• **To do**:
Retype the records in full, exactly as they stand.

+ + + +

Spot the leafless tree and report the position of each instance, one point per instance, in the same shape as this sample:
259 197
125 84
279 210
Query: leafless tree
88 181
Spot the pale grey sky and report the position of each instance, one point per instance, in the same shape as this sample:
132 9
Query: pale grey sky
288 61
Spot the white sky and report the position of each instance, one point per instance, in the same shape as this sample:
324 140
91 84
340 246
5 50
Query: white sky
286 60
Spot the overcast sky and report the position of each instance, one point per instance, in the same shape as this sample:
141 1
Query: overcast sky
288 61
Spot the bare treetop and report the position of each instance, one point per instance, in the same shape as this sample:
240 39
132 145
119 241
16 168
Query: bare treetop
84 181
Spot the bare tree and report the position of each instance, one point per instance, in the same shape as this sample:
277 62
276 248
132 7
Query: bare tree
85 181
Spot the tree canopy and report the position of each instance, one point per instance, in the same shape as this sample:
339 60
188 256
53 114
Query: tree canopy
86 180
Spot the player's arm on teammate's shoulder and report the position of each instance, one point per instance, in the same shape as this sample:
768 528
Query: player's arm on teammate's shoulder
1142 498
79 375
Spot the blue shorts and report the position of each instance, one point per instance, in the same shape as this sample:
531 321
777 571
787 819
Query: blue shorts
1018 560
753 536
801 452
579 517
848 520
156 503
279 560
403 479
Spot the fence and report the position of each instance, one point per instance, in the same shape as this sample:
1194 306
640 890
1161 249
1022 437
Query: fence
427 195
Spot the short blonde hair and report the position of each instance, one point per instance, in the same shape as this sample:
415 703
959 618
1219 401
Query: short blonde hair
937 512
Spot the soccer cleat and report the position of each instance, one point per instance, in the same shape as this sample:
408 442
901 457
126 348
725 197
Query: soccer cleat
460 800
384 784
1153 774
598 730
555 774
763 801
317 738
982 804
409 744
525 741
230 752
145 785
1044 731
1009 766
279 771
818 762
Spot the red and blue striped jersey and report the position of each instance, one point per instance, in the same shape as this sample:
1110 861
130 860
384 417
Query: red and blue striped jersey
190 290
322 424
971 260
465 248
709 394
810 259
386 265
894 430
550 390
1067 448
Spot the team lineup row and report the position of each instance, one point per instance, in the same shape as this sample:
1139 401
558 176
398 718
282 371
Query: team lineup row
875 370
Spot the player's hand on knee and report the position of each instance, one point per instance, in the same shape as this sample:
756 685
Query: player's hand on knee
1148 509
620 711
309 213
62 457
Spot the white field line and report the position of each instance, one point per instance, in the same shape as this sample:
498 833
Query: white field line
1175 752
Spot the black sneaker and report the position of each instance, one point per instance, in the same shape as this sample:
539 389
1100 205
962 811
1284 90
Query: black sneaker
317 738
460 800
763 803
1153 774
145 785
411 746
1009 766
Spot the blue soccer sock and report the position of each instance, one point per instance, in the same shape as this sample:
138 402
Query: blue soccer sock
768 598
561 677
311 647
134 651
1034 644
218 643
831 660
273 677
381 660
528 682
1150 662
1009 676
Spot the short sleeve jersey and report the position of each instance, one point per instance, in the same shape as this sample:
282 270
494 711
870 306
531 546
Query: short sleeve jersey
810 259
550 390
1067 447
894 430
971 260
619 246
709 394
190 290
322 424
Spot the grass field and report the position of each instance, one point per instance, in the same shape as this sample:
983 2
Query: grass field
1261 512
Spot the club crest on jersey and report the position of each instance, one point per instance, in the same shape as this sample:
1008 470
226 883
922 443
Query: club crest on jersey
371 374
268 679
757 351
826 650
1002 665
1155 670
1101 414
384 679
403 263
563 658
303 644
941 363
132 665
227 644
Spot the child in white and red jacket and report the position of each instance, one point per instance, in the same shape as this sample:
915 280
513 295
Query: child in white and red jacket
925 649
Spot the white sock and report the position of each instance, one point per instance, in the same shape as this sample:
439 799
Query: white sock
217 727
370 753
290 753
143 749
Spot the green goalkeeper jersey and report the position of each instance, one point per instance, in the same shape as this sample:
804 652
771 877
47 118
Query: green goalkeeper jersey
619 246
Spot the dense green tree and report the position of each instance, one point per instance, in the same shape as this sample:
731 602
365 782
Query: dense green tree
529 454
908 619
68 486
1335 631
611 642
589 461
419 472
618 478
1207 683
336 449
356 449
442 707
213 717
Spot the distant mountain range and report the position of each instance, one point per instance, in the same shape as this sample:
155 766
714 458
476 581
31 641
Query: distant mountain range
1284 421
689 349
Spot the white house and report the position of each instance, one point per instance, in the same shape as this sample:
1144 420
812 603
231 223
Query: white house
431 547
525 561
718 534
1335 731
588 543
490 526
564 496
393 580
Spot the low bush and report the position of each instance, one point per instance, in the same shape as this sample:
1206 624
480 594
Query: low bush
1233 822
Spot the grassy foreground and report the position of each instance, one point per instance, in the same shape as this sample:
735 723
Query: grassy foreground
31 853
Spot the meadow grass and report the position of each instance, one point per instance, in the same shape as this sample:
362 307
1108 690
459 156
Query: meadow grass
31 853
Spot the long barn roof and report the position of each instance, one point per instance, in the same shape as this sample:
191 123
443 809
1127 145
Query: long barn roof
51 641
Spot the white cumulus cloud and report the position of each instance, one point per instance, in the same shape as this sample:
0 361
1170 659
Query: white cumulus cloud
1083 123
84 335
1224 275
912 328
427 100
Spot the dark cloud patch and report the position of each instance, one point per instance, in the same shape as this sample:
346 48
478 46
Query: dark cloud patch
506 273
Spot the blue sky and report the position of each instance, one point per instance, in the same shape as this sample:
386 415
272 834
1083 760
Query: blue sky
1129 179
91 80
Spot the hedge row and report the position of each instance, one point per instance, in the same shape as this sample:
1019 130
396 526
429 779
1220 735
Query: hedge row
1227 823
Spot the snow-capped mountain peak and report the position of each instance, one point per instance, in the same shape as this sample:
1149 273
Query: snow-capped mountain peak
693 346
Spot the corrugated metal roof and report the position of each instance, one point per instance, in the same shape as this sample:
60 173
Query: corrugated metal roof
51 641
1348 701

+ + + +

• **Solution to the problem**:
Spot the leafless tree and report the position of each instance, one point per instance, in the same shape as this sample:
259 197
125 84
279 210
Query: leafless tree
88 181
Spot the pale grey sky and report the position of each instance, one point per instance, in the same shape as this sample:
132 9
Query: pale grey sky
288 61
Spot the white sky and report the position of each instance, one point per instance, in the same shape as this sample:
324 140
91 84
340 246
5 50
Query: white sky
286 60
Spot the overcast sky and report the position of each instance, one point per instance, in the same shape as this sample:
141 1
Query: overcast sky
288 61
Spot the bare treetop and report the position of each instance, one point per instance, in the same shape as this sample:
240 39
132 145
119 241
16 168
Query: bare treetop
84 181
Spot the bare tree and report the position of each instance, one point per instance, in the same shape as this sample:
277 62
276 248
132 7
Query: bare tree
85 181
Spot the tree canopy and report the position of each instance, one point per instance, in the same shape as this sample:
339 60
188 256
53 114
Query: tree canopy
86 180
Spot the player's arm on teammate's shoulder and report the position of each instance, one point per instance, in the same shape as this sample:
768 528
Query: player's arm on teammate's shoulder
1142 498
79 375
Spot the blue shorts and report the position of each instance, one point per instance, in the same shape as this sample:
531 321
777 571
787 819
Query: blue shorts
1018 560
753 536
801 452
579 517
848 520
156 503
279 560
403 479
Spot the fence and report the position of each instance, one point per instance, in the same shape as this sample:
1194 306
640 890
1161 249
1022 437
Query: fence
427 195
Spot the short blonde hair and report the position of each instance, one point per instance, in the same shape as this sample:
415 703
959 618
1219 401
Query: short blonde hair
937 512
Spot the soccer cleat and report the position of each instance, one point per instance, in the same shape as this sample:
408 442
901 457
126 348
725 197
Query: soccer cleat
460 800
384 784
1153 774
598 730
555 774
763 801
317 738
982 804
409 744
525 741
230 752
145 785
1044 731
1009 766
279 771
818 762
Spot the red and blue striped jersey and report the position of each instance, one point per instance, in the same shape as this sample:
1110 861
130 860
384 417
Query: red and blue striped jersey
190 290
322 424
971 260
465 248
709 394
810 259
386 265
894 430
550 390
1067 448
Spot the team lineup row and report the position of each instance, one point per instance, in the same shape as this sample:
1139 401
558 176
398 718
282 371
Query: team lineup row
875 370
Spot the player's hand on knee and report the position of each instance, one point per instance, in the same shape as this sample:
756 685
Query: player's hand on knee
1148 509
620 711
309 213
62 457
Spot the white field line and report the position of each instance, one point per instance, in the same shape as this sample:
498 833
Query: white field line
1175 752
Spot the black sneaker and report the position of each instance, one point per instance, in the same shape as this sample:
539 389
1100 205
962 811
1284 90
Query: black sneaker
317 738
460 800
763 803
1153 774
145 785
411 746
1009 766
Spot the blue soccer sock and report the position of each instance, one point per instance, in the same shape as this sample:
138 402
Query: blue soccer sock
768 598
561 677
311 647
134 651
1034 644
218 643
831 660
273 677
381 660
528 682
1150 662
1009 676
Spot the short sleeve jersey and report the position of each instance, one point per instance, in the same shape as this sample:
282 270
494 711
870 306
531 546
Query: short sleeve jersey
810 259
550 390
1067 447
894 430
971 260
619 246
709 394
190 290
322 424
Spot the grass field and report the position of each instance, one point per instance, in the same shape as this sample:
983 2
Query: grass field
1261 512
Spot the club crest on jersey and report the position of each instance, one point per instance, in the same shape as this sample:
1008 470
226 883
922 443
Query: club crest on jersey
371 374
268 679
757 351
826 650
1002 665
1155 670
1101 414
384 679
403 263
563 658
303 644
941 363
132 665
227 644
Spot the child in white and red jacket and report the position of each instance, one point per instance, in the same shape as this sample:
915 280
513 295
Query: child in white and red jacket
925 649
Spot the white sock and report the position of each instance, one point per instance, in the same shape as this sample:
439 799
Query: white sock
217 727
370 753
290 753
143 749
Spot the green goalkeeper jersey and report the position of each instance, one point per instance, in the same shape as this sample:
804 652
771 877
47 118
Query: green goalkeeper jersey
619 246
Spot the dense green tree and report the position of each instance, one point per instance, in the same shape as this sample:
731 602
365 782
Query: dense green tree
529 454
908 619
68 486
1335 631
611 642
589 461
419 472
618 478
1207 683
336 449
356 449
442 707
213 717
Spot the distant mountain range and report the position of each instance, one point per instance, in the same shape as this sample:
155 766
714 458
476 581
31 641
Query: distant mountain range
1284 421
689 349
Spot the white house and report the position of each instance, one point per instance, in the same shape as this sample:
1144 420
812 603
231 223
Query: white house
431 547
525 561
718 534
1335 731
588 543
490 526
564 496
393 580
Spot the low bush and report the position of each instance, one point per instance, in the same shape as this sample:
1206 624
480 594
Query: low bush
1233 822
Spot the grassy foreground and report the position of each instance, one point per instance, in the same shape as this sample:
735 723
Query: grassy foreground
31 853
Spot the meadow grass and report the position of each instance, one point per instance, in the same shape as this sample:
362 307
1108 690
459 156
Query: meadow grass
31 853
Spot the long barn roof and report the position of each instance, one point per instance, in the same shape as this sample:
191 123
443 809
1127 145
Query: long barn roof
51 641
Spot the white cumulus cloud and report the position of each instance, one point per instance, in the same shape as this sample:
0 361
1170 659
Query: white cumulus cloud
1083 123
84 335
1224 275
912 328
427 100
Spot the dark cloud patch and report the position of each instance, one point per instance, in the same shape as this sample:
346 48
478 46
Query: dark cloud patch
506 273
Spot the blue sky and report the position of each instance, one point per instance, in the same shape as this sample:
386 415
272 834
1083 760
Query: blue sky
1129 179
91 80
Spot the hedge row and report the position of each instance, one point per instance, in the same shape as this sample:
1019 130
396 526
429 779
1220 735
Query: hedge row
1227 823
Spot the snow-capped mountain peak and report the position of each instance, one point per instance, in the same shape as this sample:
1149 273
Query: snow-capped mountain peak
693 346
Spot the corrugated metal roof and report the position of each instance, one point per instance, in the same shape as this sample:
60 173
Query: corrugated metal roof
51 641
1348 701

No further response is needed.